TASK INSTRUCTIONS: Please output the following records exactly. Leave every image out.

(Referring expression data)
┄┄┄┄┄┄
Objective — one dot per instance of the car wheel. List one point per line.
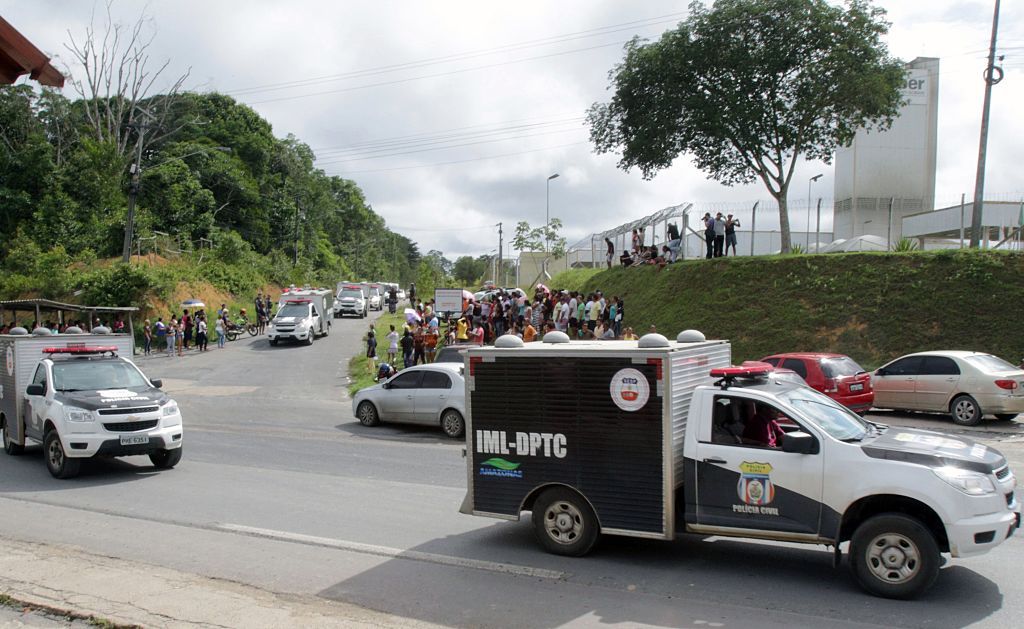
(8, 445)
(58, 464)
(564, 522)
(166, 459)
(894, 556)
(965, 411)
(453, 424)
(367, 413)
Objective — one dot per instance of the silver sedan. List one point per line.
(430, 394)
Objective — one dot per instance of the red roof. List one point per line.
(18, 56)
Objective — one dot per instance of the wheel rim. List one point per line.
(54, 454)
(965, 410)
(563, 522)
(893, 558)
(453, 424)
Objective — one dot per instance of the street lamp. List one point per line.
(136, 173)
(547, 213)
(809, 181)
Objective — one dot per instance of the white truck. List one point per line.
(654, 438)
(302, 316)
(80, 397)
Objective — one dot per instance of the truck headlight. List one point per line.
(73, 414)
(971, 483)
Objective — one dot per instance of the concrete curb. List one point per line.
(70, 582)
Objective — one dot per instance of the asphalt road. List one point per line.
(282, 489)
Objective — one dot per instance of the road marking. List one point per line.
(386, 551)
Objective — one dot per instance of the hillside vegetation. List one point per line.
(872, 306)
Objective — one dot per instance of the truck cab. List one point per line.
(663, 438)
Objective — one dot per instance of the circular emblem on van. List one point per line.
(629, 389)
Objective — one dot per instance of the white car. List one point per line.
(431, 394)
(965, 384)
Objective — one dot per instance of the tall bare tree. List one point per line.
(116, 80)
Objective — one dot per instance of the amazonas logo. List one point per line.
(501, 467)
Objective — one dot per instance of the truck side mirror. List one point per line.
(800, 443)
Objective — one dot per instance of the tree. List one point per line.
(750, 86)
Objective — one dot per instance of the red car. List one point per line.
(834, 374)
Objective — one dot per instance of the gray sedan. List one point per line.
(431, 394)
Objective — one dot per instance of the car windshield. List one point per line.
(989, 364)
(832, 417)
(294, 309)
(836, 368)
(95, 375)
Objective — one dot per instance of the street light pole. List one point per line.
(547, 213)
(809, 181)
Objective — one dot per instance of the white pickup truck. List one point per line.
(654, 438)
(78, 397)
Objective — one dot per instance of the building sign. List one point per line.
(915, 87)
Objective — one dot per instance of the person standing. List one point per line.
(201, 333)
(719, 236)
(709, 235)
(730, 234)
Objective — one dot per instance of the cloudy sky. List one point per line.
(452, 115)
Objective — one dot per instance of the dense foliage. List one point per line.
(238, 206)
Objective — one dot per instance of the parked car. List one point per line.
(965, 384)
(835, 375)
(431, 394)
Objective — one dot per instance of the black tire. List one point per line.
(8, 446)
(58, 464)
(367, 414)
(965, 411)
(453, 424)
(894, 556)
(564, 523)
(166, 459)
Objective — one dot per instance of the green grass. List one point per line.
(872, 306)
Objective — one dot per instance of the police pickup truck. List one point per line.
(82, 401)
(654, 438)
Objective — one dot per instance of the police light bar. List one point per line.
(81, 349)
(750, 369)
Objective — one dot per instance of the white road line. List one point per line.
(386, 551)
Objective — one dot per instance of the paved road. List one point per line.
(280, 488)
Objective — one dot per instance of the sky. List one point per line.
(452, 116)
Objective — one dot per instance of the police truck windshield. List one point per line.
(94, 375)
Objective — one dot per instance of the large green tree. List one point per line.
(749, 87)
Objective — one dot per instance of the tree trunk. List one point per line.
(783, 219)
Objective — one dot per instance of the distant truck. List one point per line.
(653, 438)
(302, 316)
(80, 397)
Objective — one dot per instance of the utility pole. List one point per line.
(136, 170)
(993, 75)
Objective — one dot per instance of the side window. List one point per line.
(939, 366)
(909, 366)
(410, 380)
(40, 377)
(435, 379)
(796, 365)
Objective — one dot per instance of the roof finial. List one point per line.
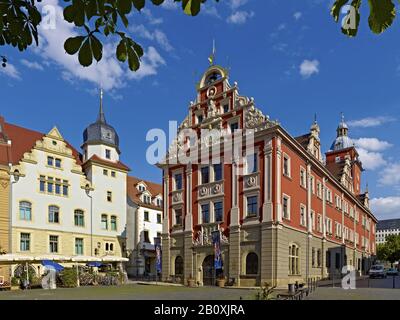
(101, 117)
(211, 58)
┄┄┄┄┄┄
EXERCISE OUTPUT:
Objective — one dot per instance of the car wheel. List one point per line.
(8, 445)
(58, 464)
(564, 522)
(166, 459)
(894, 556)
(965, 411)
(453, 424)
(367, 413)
Objective — one dot per instance of the silver sedan. List one point per line.
(430, 394)
Objective — one dot per instance of the red roof. List one point per line.
(18, 56)
Objective — one dot per instance of the wheel rim. List one point per line.
(54, 454)
(965, 410)
(563, 522)
(893, 558)
(453, 424)
Objective — one dot per instance of the street lamp. List one point per line.
(136, 173)
(547, 213)
(809, 181)
Objective — one dot per instance of the white truck. List one point per line.
(654, 438)
(302, 316)
(80, 397)
Objective — one dot per instance of the truck headlight. List one point per line.
(73, 414)
(971, 483)
Objective — one dot per instance of the concrete curb. List one point per line.
(70, 582)
Objective — one dot per instance of the asphalt road. List one point per line.
(282, 489)
Objective — one dot per instance of the road marking. List one point per line.
(386, 551)
Objective — one dot per instance of the hillside vegetation. List one point per line.
(872, 306)
Objective — one dot per instance of the truck cab. List one point per line.
(663, 438)
Objective — one dot per instance of the circular emblem on van. List one point per line.
(629, 389)
Objective — one dot per instance of the white car. List one point per line.
(431, 394)
(965, 384)
Objective — one dot per instance of the tall bare tree. List one point per line.
(116, 80)
Objective — one dot per instance of the amazonas logo. List one point per line.
(501, 467)
Objective — one dot per instance of the truck side mirror. List one point per line.
(800, 443)
Objective — one dot per instance of the tree. List one point per line.
(750, 86)
Objective — one dot per instance of the red car. List one point per line.
(834, 374)
Objective — one dot per instance of the gray sedan. List one point per line.
(431, 394)
Objective — one dot per instance of the car windshield. List one point per line.
(989, 364)
(832, 417)
(294, 309)
(836, 368)
(95, 375)
Objective — one dot per instance of the street light pole. List one point per line.
(547, 213)
(809, 181)
Objective — one dot per instance of the white pickup truck. List one point per line.
(654, 438)
(78, 397)
Objective — one dot per instance of the building sign. List one point per line.
(915, 87)
Objective — one dot per instance of the person standing. List one point per line.
(201, 333)
(719, 236)
(709, 235)
(730, 234)
Objective — one dot per instance of the cloudy sky. List one point per line.
(452, 115)
Objective — one dot per instance of the dense foliage. List one point per line.
(238, 206)
Objective — one dot per instance of the parked car. List one point per line.
(965, 384)
(835, 375)
(431, 394)
Objective — one dot per instance of the black tire. List one point per line.
(8, 446)
(58, 464)
(367, 414)
(965, 411)
(453, 424)
(894, 556)
(564, 523)
(166, 459)
Objective — one dot per instance of the green grass. List one point per line.
(872, 306)
Objective — one dot per instance of the police pickup truck. List one point per line.
(82, 401)
(654, 438)
Objective — one dot per instance of the police light bar. List one point per line.
(81, 349)
(750, 369)
Objective — one dot per instance of the white road line. List one point per line.
(386, 551)
Objective — one dot per instance of the paved road. List one point per line.
(280, 488)
Objective — one dot per instance of the sky. List one point per line.
(452, 116)
Objective — one dot per instance of the police truck windshield. List one point per line.
(94, 375)
Objective — one dot per instance of the large green tree. List one point per line.
(749, 87)
Objective — one dot per instance of the tree trunk. List one point per line.
(783, 219)
Objective — one dot per instance of the distant truck. List one point per line.
(653, 438)
(302, 316)
(80, 397)
Objective — one dot per instance of the utility pole. List one point per line.
(136, 170)
(993, 75)
Objective — one dot per instance of the side window. List one point per line.
(939, 366)
(909, 366)
(410, 380)
(40, 377)
(435, 379)
(796, 365)
Objective — one dot per instance of the roof finial. List one point per line.
(101, 117)
(211, 58)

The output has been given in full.